* [WHAT THE TASK ASKS]:
In the records below, copy the line that contains "For this drill the class indicates the shoreline" and each line after it, word for word, through the last.

* [DATA IN THIS EXERCISE]:
+ + + + + + +

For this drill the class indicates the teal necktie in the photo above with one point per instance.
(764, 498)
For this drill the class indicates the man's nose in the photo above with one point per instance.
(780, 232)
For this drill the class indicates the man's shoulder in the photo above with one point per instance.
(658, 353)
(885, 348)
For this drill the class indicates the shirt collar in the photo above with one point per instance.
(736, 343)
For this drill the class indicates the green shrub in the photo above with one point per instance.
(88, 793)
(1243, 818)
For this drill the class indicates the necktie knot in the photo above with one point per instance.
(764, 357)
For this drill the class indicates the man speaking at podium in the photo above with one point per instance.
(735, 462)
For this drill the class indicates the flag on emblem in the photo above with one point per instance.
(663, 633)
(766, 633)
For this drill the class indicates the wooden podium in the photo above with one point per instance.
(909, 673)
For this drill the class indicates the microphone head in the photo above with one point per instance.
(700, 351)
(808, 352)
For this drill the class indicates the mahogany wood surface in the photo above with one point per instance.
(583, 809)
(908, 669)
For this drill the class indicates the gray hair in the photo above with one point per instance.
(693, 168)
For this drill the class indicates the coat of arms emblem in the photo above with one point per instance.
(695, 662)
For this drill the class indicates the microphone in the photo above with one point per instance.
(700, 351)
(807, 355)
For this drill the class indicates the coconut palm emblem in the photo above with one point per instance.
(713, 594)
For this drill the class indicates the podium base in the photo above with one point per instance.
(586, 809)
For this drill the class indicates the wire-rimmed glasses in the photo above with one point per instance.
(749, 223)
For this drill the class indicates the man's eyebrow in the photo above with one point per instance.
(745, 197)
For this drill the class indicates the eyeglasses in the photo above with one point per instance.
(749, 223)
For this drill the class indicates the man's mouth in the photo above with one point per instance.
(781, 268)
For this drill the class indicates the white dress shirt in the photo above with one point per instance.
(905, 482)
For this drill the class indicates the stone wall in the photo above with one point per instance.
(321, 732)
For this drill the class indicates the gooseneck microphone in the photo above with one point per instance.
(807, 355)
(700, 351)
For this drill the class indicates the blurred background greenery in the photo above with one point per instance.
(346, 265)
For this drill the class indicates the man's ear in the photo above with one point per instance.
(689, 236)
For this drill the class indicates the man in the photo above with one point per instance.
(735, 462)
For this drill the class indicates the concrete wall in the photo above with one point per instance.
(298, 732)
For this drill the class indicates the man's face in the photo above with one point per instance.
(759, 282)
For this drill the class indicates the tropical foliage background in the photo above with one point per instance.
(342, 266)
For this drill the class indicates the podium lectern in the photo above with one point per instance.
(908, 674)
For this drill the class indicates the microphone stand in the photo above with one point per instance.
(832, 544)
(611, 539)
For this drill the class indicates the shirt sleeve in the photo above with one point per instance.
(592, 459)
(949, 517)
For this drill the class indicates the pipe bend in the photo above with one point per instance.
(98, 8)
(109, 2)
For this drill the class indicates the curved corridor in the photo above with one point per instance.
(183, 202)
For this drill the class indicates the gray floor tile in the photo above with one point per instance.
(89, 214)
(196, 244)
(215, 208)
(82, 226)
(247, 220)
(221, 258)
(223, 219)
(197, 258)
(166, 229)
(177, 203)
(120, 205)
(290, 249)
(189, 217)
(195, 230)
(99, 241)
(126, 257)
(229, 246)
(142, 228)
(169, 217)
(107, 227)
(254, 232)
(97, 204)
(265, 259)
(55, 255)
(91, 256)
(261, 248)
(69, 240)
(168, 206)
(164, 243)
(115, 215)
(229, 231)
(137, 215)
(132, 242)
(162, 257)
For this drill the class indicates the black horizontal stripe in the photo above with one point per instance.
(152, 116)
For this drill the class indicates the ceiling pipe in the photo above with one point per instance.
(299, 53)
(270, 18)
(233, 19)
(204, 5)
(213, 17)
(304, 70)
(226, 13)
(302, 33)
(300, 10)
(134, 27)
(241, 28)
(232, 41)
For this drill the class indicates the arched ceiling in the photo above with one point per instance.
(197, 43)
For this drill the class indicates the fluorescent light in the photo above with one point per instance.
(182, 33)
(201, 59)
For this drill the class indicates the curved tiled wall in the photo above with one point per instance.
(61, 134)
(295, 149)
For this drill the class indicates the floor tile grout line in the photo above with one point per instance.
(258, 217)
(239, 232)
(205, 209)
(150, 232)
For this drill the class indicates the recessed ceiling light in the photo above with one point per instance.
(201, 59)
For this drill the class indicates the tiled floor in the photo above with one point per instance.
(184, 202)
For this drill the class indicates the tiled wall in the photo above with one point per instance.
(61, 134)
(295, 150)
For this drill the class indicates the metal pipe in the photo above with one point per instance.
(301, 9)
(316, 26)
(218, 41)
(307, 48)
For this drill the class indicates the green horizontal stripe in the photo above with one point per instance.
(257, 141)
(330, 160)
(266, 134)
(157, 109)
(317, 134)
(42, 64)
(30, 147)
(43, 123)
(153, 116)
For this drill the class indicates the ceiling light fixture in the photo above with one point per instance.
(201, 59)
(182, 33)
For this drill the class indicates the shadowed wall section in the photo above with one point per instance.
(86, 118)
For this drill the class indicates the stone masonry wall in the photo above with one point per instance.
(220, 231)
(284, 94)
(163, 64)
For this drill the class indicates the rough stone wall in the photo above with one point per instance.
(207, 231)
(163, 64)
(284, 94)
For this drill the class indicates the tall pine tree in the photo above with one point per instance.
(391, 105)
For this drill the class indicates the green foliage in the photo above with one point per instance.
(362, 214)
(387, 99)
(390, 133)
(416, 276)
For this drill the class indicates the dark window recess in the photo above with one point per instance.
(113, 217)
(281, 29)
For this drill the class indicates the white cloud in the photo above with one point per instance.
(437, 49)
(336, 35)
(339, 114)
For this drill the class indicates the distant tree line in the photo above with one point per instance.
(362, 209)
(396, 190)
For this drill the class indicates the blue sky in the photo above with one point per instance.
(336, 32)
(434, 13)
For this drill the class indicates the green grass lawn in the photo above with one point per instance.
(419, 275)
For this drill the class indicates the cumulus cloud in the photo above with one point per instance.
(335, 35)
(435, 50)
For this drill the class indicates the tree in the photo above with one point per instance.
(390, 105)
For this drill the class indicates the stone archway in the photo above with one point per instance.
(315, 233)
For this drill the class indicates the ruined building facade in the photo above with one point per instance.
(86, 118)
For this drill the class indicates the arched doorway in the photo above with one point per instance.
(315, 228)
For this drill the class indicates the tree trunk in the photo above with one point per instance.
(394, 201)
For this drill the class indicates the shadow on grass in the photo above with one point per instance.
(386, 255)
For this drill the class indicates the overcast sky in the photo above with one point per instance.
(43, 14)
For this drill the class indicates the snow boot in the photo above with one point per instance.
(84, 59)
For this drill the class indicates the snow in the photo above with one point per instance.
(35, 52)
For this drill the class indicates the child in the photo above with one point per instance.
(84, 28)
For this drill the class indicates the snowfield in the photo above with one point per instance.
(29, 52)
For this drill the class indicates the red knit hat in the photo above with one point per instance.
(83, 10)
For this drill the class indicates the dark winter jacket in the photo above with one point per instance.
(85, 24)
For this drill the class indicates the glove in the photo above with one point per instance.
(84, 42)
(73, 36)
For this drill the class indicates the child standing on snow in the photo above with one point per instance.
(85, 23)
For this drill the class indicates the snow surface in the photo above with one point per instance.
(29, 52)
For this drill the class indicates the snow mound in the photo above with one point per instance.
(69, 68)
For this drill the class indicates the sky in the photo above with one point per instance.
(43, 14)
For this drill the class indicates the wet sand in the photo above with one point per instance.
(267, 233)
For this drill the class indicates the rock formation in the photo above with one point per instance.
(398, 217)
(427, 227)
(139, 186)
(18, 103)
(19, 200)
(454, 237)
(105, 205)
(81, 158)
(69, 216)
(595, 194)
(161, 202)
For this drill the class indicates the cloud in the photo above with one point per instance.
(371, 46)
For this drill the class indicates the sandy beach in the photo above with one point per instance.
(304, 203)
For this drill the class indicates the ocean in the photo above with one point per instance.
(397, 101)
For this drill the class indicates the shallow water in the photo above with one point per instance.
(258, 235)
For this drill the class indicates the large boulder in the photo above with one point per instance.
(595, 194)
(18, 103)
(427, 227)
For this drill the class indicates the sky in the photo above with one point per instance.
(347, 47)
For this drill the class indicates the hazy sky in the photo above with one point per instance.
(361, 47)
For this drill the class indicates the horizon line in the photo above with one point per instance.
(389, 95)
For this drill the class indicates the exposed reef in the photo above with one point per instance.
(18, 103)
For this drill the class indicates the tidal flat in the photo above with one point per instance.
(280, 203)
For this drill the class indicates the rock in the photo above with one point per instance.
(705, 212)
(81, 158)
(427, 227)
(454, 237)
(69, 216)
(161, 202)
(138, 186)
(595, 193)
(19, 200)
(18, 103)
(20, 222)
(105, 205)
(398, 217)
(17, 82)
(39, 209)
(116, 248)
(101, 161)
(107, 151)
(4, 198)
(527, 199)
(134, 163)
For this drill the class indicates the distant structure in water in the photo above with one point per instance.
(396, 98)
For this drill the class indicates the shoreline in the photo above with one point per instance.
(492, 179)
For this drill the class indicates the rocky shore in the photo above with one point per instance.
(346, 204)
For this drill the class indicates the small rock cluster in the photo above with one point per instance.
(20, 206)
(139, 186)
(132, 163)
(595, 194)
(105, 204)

+ + + + + + +

* [EXPECTED ANSWER]:
For this drill the class indicates the shoreline in the photo above with one point per instance.
(492, 179)
For this drill the class indicates the rocky shore in the photo above with one point per instance.
(346, 204)
For this drill the class indicates the small rock cluster in the photo above with one point per instance.
(20, 206)
(139, 186)
(132, 163)
(595, 194)
(105, 204)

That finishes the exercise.